◆ **Supplied passage**:
-*-*-
A century of human activity is coming back as toxic dust as the Great Salt Lake shrinks

Molly Blakowski
Utah State University

This article is published through the Great Salt Lake Collaborative, a solutions journalism initiative that partners news, education and media organizations to help inform people about the plight of the Great Salt Lake — and what can be done to make a difference before it is too late.

“When strong winds blow across the lake bed, polluted dust can be lofted into suspension and transported into ecosystems and urban areas along Utah’s Wasatch Front,” said Molly Blakowski, a graduate student at USU’s Watershed Sciences Department and one of the project’s researchers.

As the iconic landmark, and once big-time recreation destination, becomes more parched, what impacts will carry past the shoreline? While that dust could lead to worse air quality year-round, Blakowski pointed out that the health impacts are unknown.

This interview has been edited for length and clarity.

Pamela McCall: What toxins are in the dust from the exposed bed of the Great Salt Lake?

MB: We were motivated to analyze the composition of dust being produced from the dry lakebed because, as a terminal lake, the Great Salt Lake accumulates pollution from across its entire watershed. So you can think of it like a bathtub without a drain. For over a century, the lake bed sediments have been slowly accumulating byproducts of human activities like mining, smelting and agricultural runoff. We've seen that the dust may contain elevated levels of potentially toxic heavy metals and manmade organic chemicals.

PM: What dangers are posed to people living in and near Salt Lake City, where air quality is already compromised? 

MB: So when strong winds blow across the lake, bad polluted dust can be lofted into suspension and transported into ecosystems and urban areas along Utah's Wasatch Front. We're chemists and environmental scientists, not toxicologists. So further work is needed to evaluate specific health risks and how much somebody would need to be exposed to in order to experience those negative health effects.

PM: Tell us about how the exposed dust toxins bind with existing air pollution to make it even nastier. 

MB: We know that when mineral dust is kicked up into the atmosphere, it can interact with other gaseous pollutants that are already in the air. Maybe those emitted by oil refineries, emitted by smelters or by our vehicles. So it can change as it's moving through communities. It can change composition before it's deposited in the mountains.

PM: Why is more toxic dust being released now?
-*-*-
◆ **Work instructions**:
**a.** In the Great Salt Lake text, change "polluted dust" to "contaminated dust" throughout the part between "This article is" and "the project’s researchers.", inclusive, and give that part again.
**b.** In the Great Salt Lake text, what does Blakowski compare the lake to because it is a terminal lake?

[Records from a collection]
-*-*-
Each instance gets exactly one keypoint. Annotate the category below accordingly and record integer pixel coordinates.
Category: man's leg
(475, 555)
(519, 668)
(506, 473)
-*-*-
◆ **Task solutions**:
**a.**
This article is published through the Great Salt Lake Collaborative, a solutions journalism initiative that partners news, education and media organizations to help inform people about the plight of the Great Salt Lake — and what can be done to make a difference before it is too late.

“When strong winds blow across the lake bed, contaminated dust can be lofted into suspension and transported into ecosystems and urban areas along Utah’s Wasatch Front,” said Molly Blakowski, a graduate student at USU’s Watershed Sciences Department and one of the project’s researchers.

**b.** A bathtub without a drain.